» ОТРЫВОК ИЗ ТЕКСТА:

Гомологическое подобие науки (эпохи Просвещения) и утопии (общие законы Природы и Разума) проявляется и в схожих координатах конструкций литературных утопий: в них принципиальными моментами становятся отсутствие времени, пренебрежение своеобразием историко-этнографического материала, технологический характер представлений о социальной жизни и организации.

Однако утопическая модель «идеального города» как метафора разумной природы и потенций человеческой сущности оказалась действенным средством саморефлексии и экспликации ценностных оснований группы, к которой принадлежит данный интеллектуальный представитель – писатель. Благодаря суггестии как демонстрируемых целей, так и используемых логически принудительных средств (если брать их только в системе культуры данного автора) создается рациональная умственная конструкция в виде пространства контролируемых возможностей. При этом исключаются все нежелательные последствия произведенных действий, все значения, враждебные группе. Модальное пространство эксперимента демонстрируется изоляцией современной автору среды: установлением стены города, непроходимым для кораблей морем, отдаленным от европейской цивилизации месторасположением Города Солнца и аналогичных секулярных раев, искусственной космической средой и т. п. Реализуемая таким способом самодемонстрация группой собственных определений оказывается чрезвычайно мощным интегративным средством. И если в своем чистом виде мирного путешествия в Икарию, на Луну, в Новую Атлантиду утопия фактически не сохранилась в настоящее время как факт нормального массового чтения, то в виде базовой конструкции, основных ментальных процедур, схемы аналитического пространства она вошла во все прочие разновидности НФ. Ближе всего к первоначальному проекту стоят, конечно, «космические одиссеи» любой изощренности, чаще всего оснащенные дополнительным блоком инструментальности – космической, галактической, планетарной войной с пришельцами или, наоборот, завоеванием жизненных пространств, а также принудительным миссионерством и спасением малоразвитых туземцев, которые в качестве «анти-мы» позволяют организацию блистательного гала-парада собственных добродетелей. Помимо «космических пришельцев» можно указать еще на две наиболее распространенные типовые схемы НФ: машина времени и бунт роботов. Нетрудно показать, что, как и в первом случае, базой оценки и конструирования здесь будут непроблематические проекции различных «мы-образов»: меняется только фон «чужих», но структура действия и идентификации остается той же самой.

» ВОПРОСЫ:
(a) Какие две распространённые типовые схемы НФ, кроме «космических пришельцев», названы в отрывке об утопии?
(b) Перепечатайте из отрывка об утопии часть от слов «Гомологическое подобие науки» до слов «о социальной жизни и организации.» включительно.
Приведённые далее строки не имеют отношения к отрывку.

» ЗАПИСАННЫЕ СВЕДЕНИЯ:
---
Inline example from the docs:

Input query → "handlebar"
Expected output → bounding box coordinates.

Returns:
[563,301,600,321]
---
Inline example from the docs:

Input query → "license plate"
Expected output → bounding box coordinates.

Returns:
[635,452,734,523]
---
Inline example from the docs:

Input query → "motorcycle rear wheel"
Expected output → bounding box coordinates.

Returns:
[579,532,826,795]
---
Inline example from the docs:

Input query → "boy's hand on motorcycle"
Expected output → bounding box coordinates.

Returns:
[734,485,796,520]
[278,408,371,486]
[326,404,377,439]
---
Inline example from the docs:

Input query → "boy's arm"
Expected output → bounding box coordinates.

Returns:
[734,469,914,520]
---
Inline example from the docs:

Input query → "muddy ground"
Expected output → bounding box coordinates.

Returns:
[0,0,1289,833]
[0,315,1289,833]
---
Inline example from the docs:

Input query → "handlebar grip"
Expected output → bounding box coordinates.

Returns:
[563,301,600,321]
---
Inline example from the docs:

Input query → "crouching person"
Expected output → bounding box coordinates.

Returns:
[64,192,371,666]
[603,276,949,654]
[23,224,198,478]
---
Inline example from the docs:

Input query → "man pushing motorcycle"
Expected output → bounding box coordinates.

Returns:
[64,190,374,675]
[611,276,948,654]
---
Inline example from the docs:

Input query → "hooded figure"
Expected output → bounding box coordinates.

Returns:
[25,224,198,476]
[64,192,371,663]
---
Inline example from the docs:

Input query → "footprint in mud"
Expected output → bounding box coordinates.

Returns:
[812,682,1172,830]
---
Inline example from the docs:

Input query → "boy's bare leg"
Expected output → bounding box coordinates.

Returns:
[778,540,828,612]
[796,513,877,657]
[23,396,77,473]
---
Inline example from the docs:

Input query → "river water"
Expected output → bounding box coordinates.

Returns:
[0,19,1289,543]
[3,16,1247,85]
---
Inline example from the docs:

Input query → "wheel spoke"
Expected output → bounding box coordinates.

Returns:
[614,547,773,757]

» ОТВЕТЫ ПО ПУНКТАМ:
(a) Машина времени и бунт роботов.

(b)
Гомологическое подобие науки (эпохи Просвещения) и утопии (общие законы Природы и Разума) проявляется и в схожих координатах конструкций литературных утопий: в них принципиальными моментами становятся отсутствие времени, пренебрежение своеобразием историко-этнографического материала, технологический характер представлений о социальной жизни и организации.